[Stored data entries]

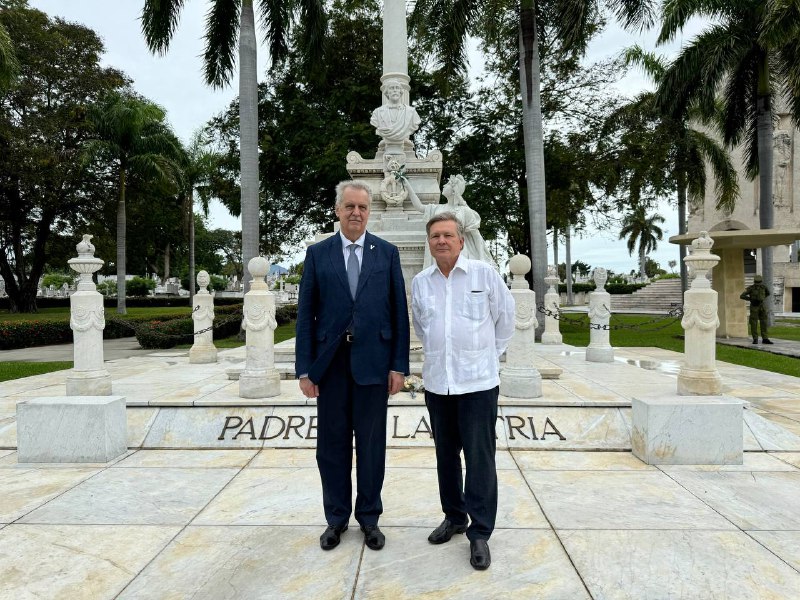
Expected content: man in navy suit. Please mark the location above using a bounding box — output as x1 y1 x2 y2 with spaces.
296 180 409 552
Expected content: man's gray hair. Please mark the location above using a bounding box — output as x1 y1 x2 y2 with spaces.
335 180 372 208
426 211 465 239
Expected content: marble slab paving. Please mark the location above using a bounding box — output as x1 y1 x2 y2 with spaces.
115 449 257 469
500 407 631 450
19 467 238 525
0 416 16 448
747 530 800 572
665 470 800 530
0 524 180 600
1 450 135 469
249 447 319 468
116 525 361 600
559 529 800 600
0 467 98 523
194 467 324 526
752 410 800 436
743 411 800 451
771 452 800 468
512 450 655 471
126 407 160 448
523 471 736 530
657 452 797 472
142 406 274 449
354 527 590 600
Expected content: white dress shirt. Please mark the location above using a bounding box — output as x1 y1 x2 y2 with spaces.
339 231 365 267
412 255 515 395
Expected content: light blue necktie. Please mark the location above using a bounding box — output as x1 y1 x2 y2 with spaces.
347 243 360 299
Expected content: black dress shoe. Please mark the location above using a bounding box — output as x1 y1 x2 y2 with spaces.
361 524 385 550
762 338 774 344
752 338 759 344
469 539 491 570
428 519 467 544
320 524 347 550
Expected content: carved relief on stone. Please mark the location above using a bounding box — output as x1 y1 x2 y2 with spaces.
773 130 792 209
514 299 537 330
380 158 408 208
192 305 215 322
588 302 611 320
70 307 105 332
243 303 277 332
681 303 720 331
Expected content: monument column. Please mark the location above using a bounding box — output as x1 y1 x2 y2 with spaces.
383 0 409 90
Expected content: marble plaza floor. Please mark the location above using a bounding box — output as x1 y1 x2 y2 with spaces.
1 343 800 598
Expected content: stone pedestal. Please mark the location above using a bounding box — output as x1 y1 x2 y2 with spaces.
189 271 218 364
239 257 281 399
631 395 744 465
541 266 562 345
713 247 748 338
500 255 542 398
66 234 111 396
17 396 127 462
679 232 722 395
586 268 614 363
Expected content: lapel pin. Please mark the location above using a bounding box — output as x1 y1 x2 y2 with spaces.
370 244 375 250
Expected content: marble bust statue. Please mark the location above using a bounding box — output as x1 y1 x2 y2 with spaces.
370 78 421 150
402 174 495 268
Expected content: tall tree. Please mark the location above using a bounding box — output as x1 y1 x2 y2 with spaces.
0 1 125 312
411 0 656 337
655 0 800 322
88 91 181 314
618 205 664 278
141 0 326 293
0 19 16 89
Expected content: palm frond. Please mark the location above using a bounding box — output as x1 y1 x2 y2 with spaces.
760 0 800 48
607 0 660 31
141 0 186 54
551 0 598 54
659 0 745 44
687 128 739 211
203 0 240 88
622 44 666 82
294 0 327 67
0 22 18 89
259 0 290 64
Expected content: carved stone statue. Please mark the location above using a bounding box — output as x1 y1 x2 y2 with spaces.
370 78 420 154
402 173 494 268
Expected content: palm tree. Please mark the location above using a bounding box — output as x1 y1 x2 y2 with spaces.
619 205 665 278
88 91 181 314
411 0 657 337
609 46 739 292
0 21 16 89
179 132 222 304
141 0 326 294
655 1 800 322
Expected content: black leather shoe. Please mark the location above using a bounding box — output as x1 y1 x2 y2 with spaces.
470 539 491 570
320 524 347 550
752 338 759 344
428 519 467 544
361 524 385 550
762 338 774 344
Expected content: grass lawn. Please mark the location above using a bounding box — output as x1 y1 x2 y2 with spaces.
0 361 72 382
559 312 799 377
175 321 297 349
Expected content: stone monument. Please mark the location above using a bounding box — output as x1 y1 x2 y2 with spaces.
66 234 111 396
239 256 281 399
189 270 218 364
678 231 722 395
541 265 563 344
500 255 542 398
585 267 614 363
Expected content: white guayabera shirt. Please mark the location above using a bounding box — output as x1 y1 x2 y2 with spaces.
412 255 515 395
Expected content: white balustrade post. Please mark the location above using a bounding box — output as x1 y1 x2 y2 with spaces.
541 265 563 345
189 270 217 364
585 267 614 362
678 231 722 395
239 257 281 399
66 234 111 395
499 255 542 398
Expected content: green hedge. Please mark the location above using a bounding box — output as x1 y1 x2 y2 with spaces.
557 282 645 295
0 296 246 311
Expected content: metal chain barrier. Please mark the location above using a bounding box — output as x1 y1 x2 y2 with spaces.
538 304 684 331
105 305 244 340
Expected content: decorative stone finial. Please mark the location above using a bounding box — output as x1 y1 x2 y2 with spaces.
76 234 96 258
691 231 714 252
248 256 269 280
593 267 608 289
684 231 719 289
68 233 104 291
197 270 210 294
509 254 531 277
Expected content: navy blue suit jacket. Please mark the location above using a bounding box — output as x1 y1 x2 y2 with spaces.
295 231 410 386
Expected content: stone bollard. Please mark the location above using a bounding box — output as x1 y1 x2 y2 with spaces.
66 234 111 396
499 255 542 398
585 267 614 362
239 256 281 399
541 265 563 345
189 271 218 364
678 231 722 395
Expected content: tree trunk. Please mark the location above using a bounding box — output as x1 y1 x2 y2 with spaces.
116 166 127 314
164 242 171 282
676 170 688 293
239 0 259 295
189 190 195 304
565 223 573 305
518 2 547 339
552 226 559 271
639 246 646 279
757 92 774 324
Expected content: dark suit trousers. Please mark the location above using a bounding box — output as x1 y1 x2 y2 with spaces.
316 338 388 528
425 387 498 541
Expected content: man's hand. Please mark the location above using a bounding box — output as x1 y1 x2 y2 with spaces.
388 371 405 396
299 376 319 399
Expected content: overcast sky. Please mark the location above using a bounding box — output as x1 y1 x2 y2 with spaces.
29 1 706 274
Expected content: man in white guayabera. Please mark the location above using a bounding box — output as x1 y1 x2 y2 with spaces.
370 78 420 147
411 212 514 571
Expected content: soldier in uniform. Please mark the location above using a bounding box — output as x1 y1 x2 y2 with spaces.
740 274 772 344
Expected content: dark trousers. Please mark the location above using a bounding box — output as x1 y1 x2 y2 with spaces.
316 338 387 528
425 386 498 541
749 305 769 339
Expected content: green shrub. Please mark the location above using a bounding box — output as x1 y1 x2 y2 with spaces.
558 282 596 294
127 276 156 297
0 320 72 350
606 283 646 295
135 304 245 349
41 272 76 289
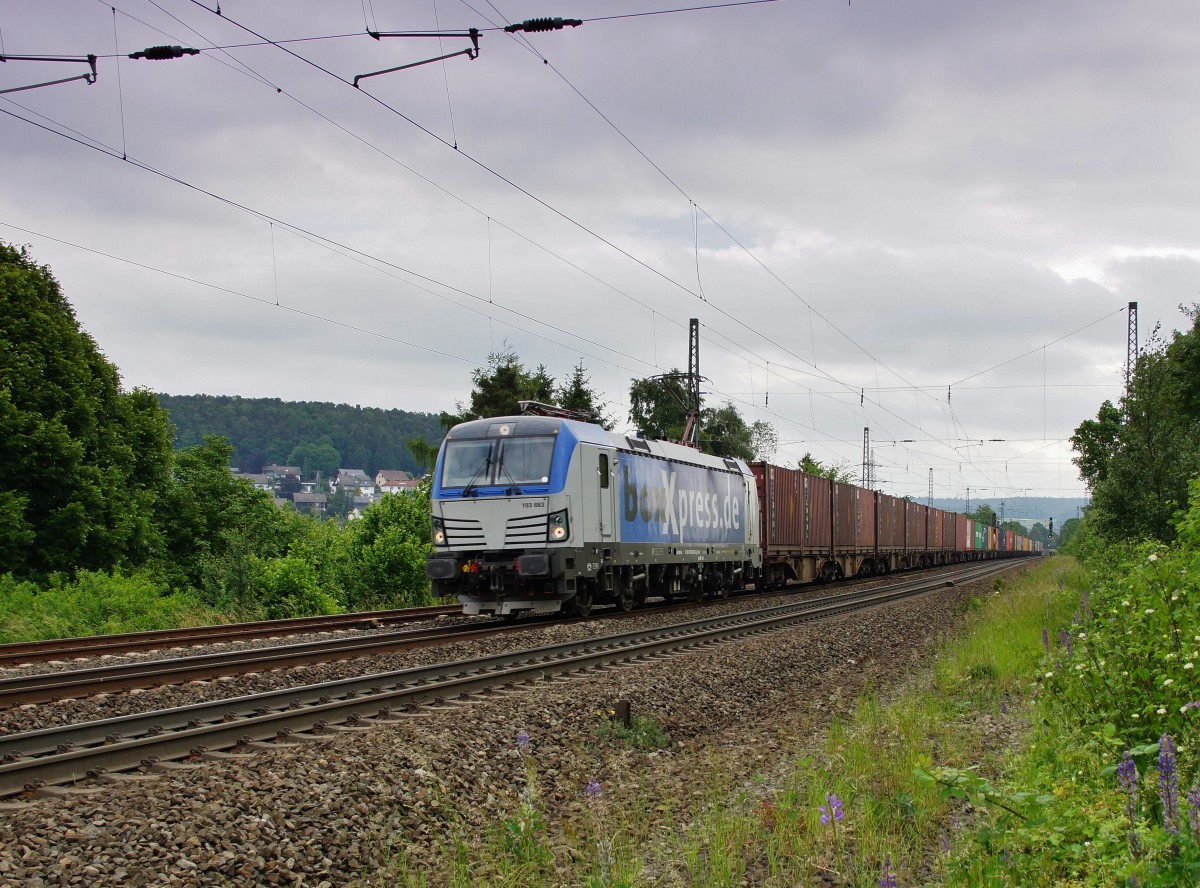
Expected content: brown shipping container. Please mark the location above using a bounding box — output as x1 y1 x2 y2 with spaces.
906 502 928 549
942 511 956 551
805 473 832 550
877 493 903 551
929 508 944 550
955 514 970 550
855 488 877 550
751 463 803 552
833 481 857 551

TASK:
Output the data exactly, pictures omitted.

YOUR RESPONSE:
Expected content: man in navy suit. Please mark the location above using a bounding box — output as x1 y1 x2 y2 with spaces.
296 180 409 552
Expected content: man's gray hair. Please mark the location above using a bounding box — output as x1 y1 x2 y2 with spaces.
335 180 372 208
426 211 465 239
Expected content: marble slab paving. Please mark the location above using a bounding box — output as x1 y1 x2 y2 with spaces.
115 449 257 469
500 407 631 450
19 467 238 525
0 416 16 448
747 530 800 572
665 470 800 530
0 524 180 600
1 450 135 469
249 447 319 468
116 525 361 600
559 529 800 600
0 467 98 523
194 467 324 526
752 410 800 436
743 411 800 451
771 452 800 468
512 450 655 471
126 407 160 448
523 471 736 530
657 452 797 472
142 406 274 449
354 527 590 600
Expected content: white dress shirt. Please mark the location above using a bounding box — output as x1 y1 x2 y2 with spaces.
339 231 365 267
412 255 515 395
Expected content: light blue necktie. Please mark the location above using a bounding box — output as x1 y1 x2 y2 with spaces.
347 243 360 299
Expected content: black dress shoe. Please mark the location above using a bounding box — output as x1 y1 x2 y2 with spaces.
361 524 385 550
762 338 774 344
752 338 759 344
469 539 491 570
428 519 467 544
320 524 347 550
Expected content: carved relief on stone. Please mark the location above using a bounding box — output as x1 y1 x2 y2 with spaces.
773 130 792 209
514 299 537 330
380 158 408 208
192 305 215 322
588 302 611 320
70 307 105 332
243 303 277 332
681 303 720 331
Expected content: monument column. Please mark the location above using a bounding box — output as x1 y1 x2 y2 with spaces.
383 0 409 90
Expected content: marble plaza floor. Please mark the location above using a bounding box — output as x1 y1 x2 y2 with spaces.
1 343 800 598
Expected content: stone pedestal. Please mark the location above using a bounding box — output as x1 y1 x2 y2 with spaces.
189 271 218 364
239 257 281 399
631 395 744 465
541 266 562 345
713 247 748 338
500 255 542 398
66 234 111 396
17 396 127 462
679 232 722 395
586 268 614 363
Expected content: lapel pin. Please mark the location above using a bounding box — output as x1 y1 x2 y2 with spaces.
370 244 375 250
Expected content: marble bust statue. Please mark the location above using a bounding box — output as x1 y1 x2 y2 with spaces.
370 78 421 150
402 174 495 268
Expected content: tall tree. Please mark the location above using a bounding box — output as x1 y1 x2 y2 with spaces.
0 1 125 312
411 0 656 337
655 0 800 322
88 91 181 314
618 205 664 278
141 0 326 293
0 19 16 89
Expected content: palm frond. Please mark the location above using a bounding box — output as x1 y1 x2 y2 with spaces.
760 0 800 48
607 0 660 31
141 0 186 54
551 0 598 54
659 0 745 44
687 128 739 211
203 0 240 88
622 44 666 82
294 0 327 67
0 22 18 89
259 0 290 64
Expected content: carved stone statue. Please mark the location above using a bounding box — output as x1 y1 x2 y2 with spaces.
370 78 420 154
402 173 494 268
Expected content: palm tree. Please mark the location above using a bounding box — output as x1 y1 x2 y2 with spaces.
619 205 665 278
88 91 181 314
411 0 657 337
609 46 739 292
0 21 16 89
179 132 222 304
141 0 326 294
655 1 800 322
Expected content: black leather shoe. Please mark the location above using a bounding box — output as x1 y1 x2 y2 with spaces.
470 539 491 570
320 524 347 550
752 338 759 344
428 519 467 544
361 524 385 550
762 338 774 344
Expected content: grass lawn. Please mark the location above using a bounding box — output as x1 y1 x2 y2 with spaces.
0 361 72 382
559 312 799 377
175 321 297 349
Expected content: stone monument. Please mark the location above using a bounding box — output as x1 y1 x2 y2 with spaces.
66 234 111 396
239 256 281 399
189 270 218 364
678 231 722 395
541 265 563 344
500 255 542 398
585 267 614 363
Expected content: white guayabera shirt. Please mark the location above using a bounding box — output as x1 y1 x2 y2 with spaces.
412 255 515 395
Expected content: white balustrade post. Please mark the location above using a bounding box — output as x1 y1 x2 y2 with spaces.
541 265 563 345
189 270 217 364
585 267 614 362
678 231 722 395
239 257 281 399
66 234 111 395
499 255 542 398
Expected content: green hedge. Please mark the location above using a bounding box — output as x1 y1 x2 y2 with spaces.
557 282 645 295
0 296 246 311
Expected content: metal chain barrier. Please mark the location above using a bounding box — output as x1 y1 x2 y2 with spaces.
538 304 684 331
105 305 244 340
Expected content: decorative stone finial. Please mark the location above using a bounding box — output as x1 y1 x2 y2 with spaces.
76 234 96 258
691 231 714 252
248 256 269 280
593 267 608 289
684 231 719 289
68 233 104 291
197 270 210 294
509 254 531 277
Expected content: navy blue suit jacket. Please mark the location above using a bounding box — output as x1 y1 x2 y2 with spaces.
295 231 410 386
Expected content: stone bollard. Please mark the location above using a bounding box — output as x1 y1 x2 y2 with spaces.
66 234 111 396
499 255 542 398
585 267 614 362
239 256 281 399
541 265 563 345
189 271 218 364
678 231 722 395
Expected content: tree trunk. Please mark the location above using a bounding box — output as x1 y1 x2 y2 with spaces.
116 166 127 314
164 242 171 282
676 170 688 293
239 0 259 295
189 190 195 304
565 223 573 305
518 2 547 339
552 226 559 271
639 246 646 279
757 92 774 324
Expected content: dark suit trousers. Please mark the location above using a bounding box — output as x1 y1 x2 y2 with spaces.
316 338 388 528
425 387 498 541
Expected content: man's hand. Please mark the location above using a bounding box — output as x1 y1 x2 y2 with spaces.
388 371 405 396
299 376 319 399
Expected content: overcast sky. Please mark the location above using a bounding box — output as x1 y1 x2 y2 with spaces.
29 1 706 274
Expected content: man in white guayabera. Please mark the location above using a bounding box — output as x1 y1 x2 y2 with spaces.
370 78 420 147
411 212 514 571
Expected content: soldier in uniform. Please mark the location above using a bounding box — output as x1 y1 x2 y2 with spaces.
740 274 772 344
Expected content: dark trousers. Please mark the location above using a bounding box — output as x1 y1 x2 y2 with spaces.
316 338 387 528
425 386 498 541
749 305 769 339
Expected content: green shrub. Please mark the location above using a bounding box — output as x1 y1 x2 y2 with spaces.
558 282 596 294
127 276 156 297
0 320 72 350
606 283 646 295
135 304 245 349
41 272 76 289
Expected content: brown shipping container. Please mark the location above using a bounding box — output as x1 y1 x2 y2 with spaces.
906 502 928 549
942 511 956 551
805 473 832 550
877 493 903 551
929 508 944 550
955 514 970 550
855 488 877 550
751 463 803 552
833 481 857 551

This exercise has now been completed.